SET TASKS ::
1. Using the article on the Chambri people, answer these:
(a) In what year did Margaret Mead study the Chambri?
(b) What are the three Chambri villages?
(c) How often are the barter markets held?
2. Can you turn the entries, from their first line through the line with "[51,131,64,254]", into a Markdown table with the columns Row and Entry line, numbering each row and skipping blank lines? Leave the pictures out.

TEXT BLOCK ::
■ ■ ■ ■ ■

= Chambri people =

Ethnic group in the Chambri Lakes region

Chambri (previously spelled Tchambuli) are an ethnic group in the Chambri Lakes region in the East Sepik province of Papua New Guinea. The social structures of Chambri society have often been a subject in the study of gender roles. They speak the Chambri language.

Margaret Mead, a cultural anthropologist, studied the Chambri in 1933. Her influential book Sex and Temperament in Three Primitive Societies became a major cornerstone of the women's liberation movement, since it claimed that females had significant and dominant roles in Chambri society.

== History ==

This community is located near Chambri Lake in Papua New Guinea, in the middle region of the Sepik River. The Chambri consist of three villages: Indingai, Wombun, and Kilimbit. Together, these communities contain about 1,000 people. When the Chambri first came together, though isolated, they located communities nearby that made it possible for cultural interaction and growth.

A neighboring society, the Iatmul people, and the Chambri began trading goods so that each could progress and aid one another. The Chambri have been, and continue to be a large fishing community. The fish Chambri caught were in turn traded with the Iatmul to receive sago. For shell valuables the Chambri traded their hand-made tools and products. In later years as the introduction of European tools began appearing within the culture, the Iatmul no longer needed the Chambri's tools and goods. This left the Chambri vulnerable and eventually led to the Chambri society leaving their island to protect their community from the rising Iatmul military. They returned in 1927 once peace had been restored in their area. Historically known as headhunters and a volatile group, the Chambri abandoned these tendencies once Papua New Guinea came under independent government. Culturally their society had changed due to European influences, however the personal interactions and customs within the Chambri had not. New neighboring societies were formed, trade and growth continued throughout the years as anthropologists such as Margaret Mead, Deborah Gewertz and Frederick Errington visited this tribal location and reported on their findings.

=== Contemporary ===

Now a non-violent community, the Chambri still maintain their lifestyle through bartering and intertribal trade. The diet of the Chambri continues to consist mainly of sago and fish. As an island community, fishing is a staple of this society. The surplus fish that are not needed for the villages’ nourishment are then taken and traded in the mountains for sago. Trade takes its form in the way of barter markets that occur on a six-day schedule. Barter markets are located in the Sepik Hills and women from the Chambri travel to meet other women from various villages spread throughout the hills to barter their food. Unlike their history with the Iatmul society, the Chambri and the villages they trade with have a more equal status between each.

As anthropologists visited and studied the Chambri culture, their villages and culture were affected. Anthropologists brought some of the Chambri people to the United States to share their culture. When bringing them back to Papua New Guinea they brought back new ideas and customs they had acquired from their travels. As the world modernized, the Chambri villages became less financially stable through their trade and goods. Even through the financial distress, the Chambri culture and people survived and continued to practice their ways.

■ ■ ■ ■ ■

GIVEN ENTRIES ::
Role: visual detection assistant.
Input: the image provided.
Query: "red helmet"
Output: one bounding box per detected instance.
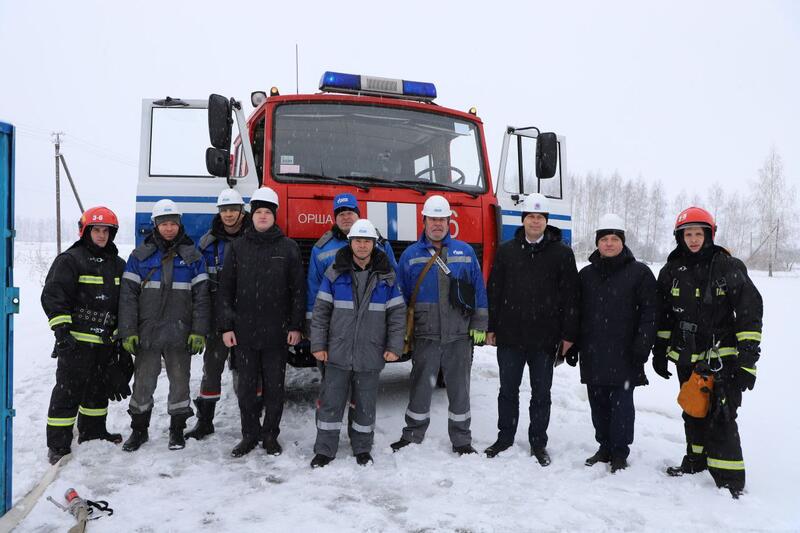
[78,206,119,237]
[674,207,717,239]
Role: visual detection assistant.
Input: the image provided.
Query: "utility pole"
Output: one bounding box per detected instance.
[51,131,64,254]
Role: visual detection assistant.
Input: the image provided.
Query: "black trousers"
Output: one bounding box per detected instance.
[677,361,745,490]
[236,345,288,440]
[497,345,553,449]
[47,342,113,448]
[586,385,636,459]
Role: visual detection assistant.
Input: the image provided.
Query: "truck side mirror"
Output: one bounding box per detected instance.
[536,132,558,180]
[206,147,231,178]
[206,94,233,150]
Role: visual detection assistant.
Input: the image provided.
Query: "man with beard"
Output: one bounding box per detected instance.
[186,189,250,440]
[119,199,211,452]
[217,187,306,457]
[41,207,130,464]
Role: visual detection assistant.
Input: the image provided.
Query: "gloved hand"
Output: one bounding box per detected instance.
[104,350,134,402]
[53,326,78,357]
[187,333,206,355]
[469,329,486,346]
[564,344,580,366]
[736,341,761,392]
[122,335,139,355]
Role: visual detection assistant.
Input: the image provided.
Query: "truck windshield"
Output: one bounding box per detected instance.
[272,103,486,194]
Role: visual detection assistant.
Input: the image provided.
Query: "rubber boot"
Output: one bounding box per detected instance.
[122,410,153,452]
[184,398,217,440]
[169,414,192,450]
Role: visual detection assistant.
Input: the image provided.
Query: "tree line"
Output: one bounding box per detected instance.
[570,148,800,270]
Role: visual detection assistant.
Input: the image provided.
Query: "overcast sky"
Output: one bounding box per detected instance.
[0,0,800,231]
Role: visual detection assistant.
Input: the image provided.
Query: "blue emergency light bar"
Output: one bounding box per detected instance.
[319,71,436,102]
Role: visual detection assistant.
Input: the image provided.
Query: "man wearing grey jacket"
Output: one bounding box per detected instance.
[311,219,406,468]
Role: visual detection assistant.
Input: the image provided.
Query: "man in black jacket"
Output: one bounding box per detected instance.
[218,187,306,457]
[653,207,764,498]
[567,214,656,473]
[41,207,130,464]
[485,194,578,466]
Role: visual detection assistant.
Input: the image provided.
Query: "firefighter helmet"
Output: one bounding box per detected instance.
[347,218,378,240]
[422,194,453,218]
[674,206,717,239]
[78,206,119,238]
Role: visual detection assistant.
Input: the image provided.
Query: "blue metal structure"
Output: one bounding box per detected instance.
[0,122,19,515]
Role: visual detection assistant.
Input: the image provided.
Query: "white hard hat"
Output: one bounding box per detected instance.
[217,189,244,207]
[150,198,181,222]
[522,192,550,213]
[422,194,453,218]
[250,187,279,209]
[596,213,625,232]
[347,218,378,240]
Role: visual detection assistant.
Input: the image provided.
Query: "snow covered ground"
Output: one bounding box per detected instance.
[6,243,800,532]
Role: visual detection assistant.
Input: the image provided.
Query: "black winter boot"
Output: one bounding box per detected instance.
[185,398,217,440]
[122,410,153,452]
[667,453,708,477]
[169,414,192,450]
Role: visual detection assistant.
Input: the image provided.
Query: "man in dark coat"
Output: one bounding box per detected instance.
[217,187,306,457]
[42,207,126,464]
[653,207,764,498]
[567,214,656,473]
[485,194,578,466]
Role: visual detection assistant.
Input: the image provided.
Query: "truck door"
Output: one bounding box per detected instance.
[497,126,572,244]
[136,97,259,244]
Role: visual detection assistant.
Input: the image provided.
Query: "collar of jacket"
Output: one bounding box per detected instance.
[514,224,561,252]
[589,245,636,277]
[332,243,392,275]
[244,224,283,244]
[67,234,119,257]
[667,244,731,264]
[417,229,453,248]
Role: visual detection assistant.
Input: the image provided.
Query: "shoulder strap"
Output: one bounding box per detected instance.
[408,249,441,309]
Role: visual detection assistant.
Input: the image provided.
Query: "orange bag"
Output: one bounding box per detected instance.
[678,370,714,418]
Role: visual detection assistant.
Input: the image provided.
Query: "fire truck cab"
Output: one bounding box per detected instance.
[136,72,570,366]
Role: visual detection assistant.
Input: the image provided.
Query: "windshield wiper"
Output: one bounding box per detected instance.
[395,180,480,198]
[339,176,425,196]
[278,172,369,191]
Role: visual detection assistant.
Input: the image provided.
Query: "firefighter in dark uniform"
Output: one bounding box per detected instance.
[653,207,763,498]
[41,207,130,464]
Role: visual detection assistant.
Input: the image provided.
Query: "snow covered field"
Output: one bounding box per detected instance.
[6,243,800,532]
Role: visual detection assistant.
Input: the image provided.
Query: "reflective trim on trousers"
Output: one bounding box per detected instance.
[406,409,431,420]
[78,405,108,416]
[736,331,761,342]
[47,416,78,427]
[350,422,375,433]
[69,331,103,344]
[47,315,72,328]
[447,411,472,422]
[317,420,342,431]
[707,457,744,470]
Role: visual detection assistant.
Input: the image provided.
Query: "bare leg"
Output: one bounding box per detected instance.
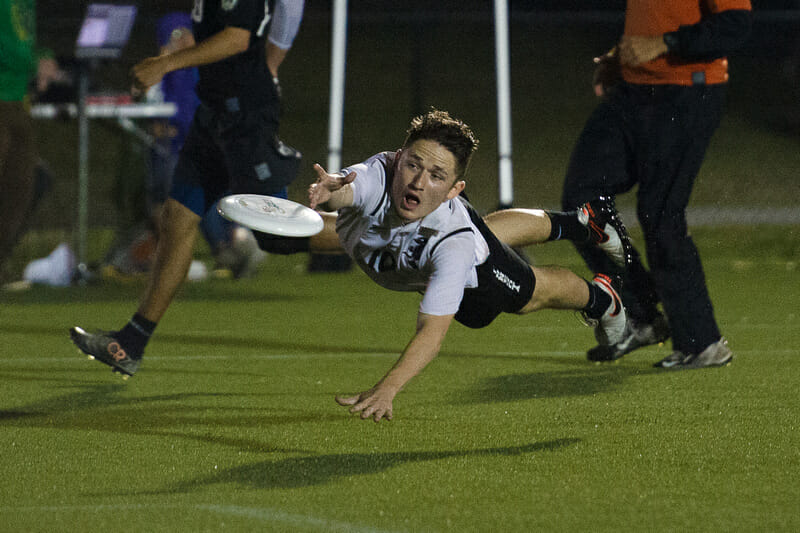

■ ■ ■ ■ ■

RESPONSES IN ORDER ::
1.
(a) 1933
(b) Indingai, Wombun, and Kilimbit
(c) On a six-day schedule

2.
| Row | Entry line |
|---|---|
| 1 | Role: visual detection assistant. |
| 2 | Input: the image provided. |
| 3 | Query: "red helmet" |
| 4 | Output: one bounding box per detected instance. |
| 5 | [78,206,119,237] |
| 6 | [674,207,717,239] |
| 7 | Role: visual detection assistant. |
| 8 | Input: the image provided. |
| 9 | Query: "utility pole" |
| 10 | Output: one bounding box per detected instance. |
| 11 | [51,131,64,254] |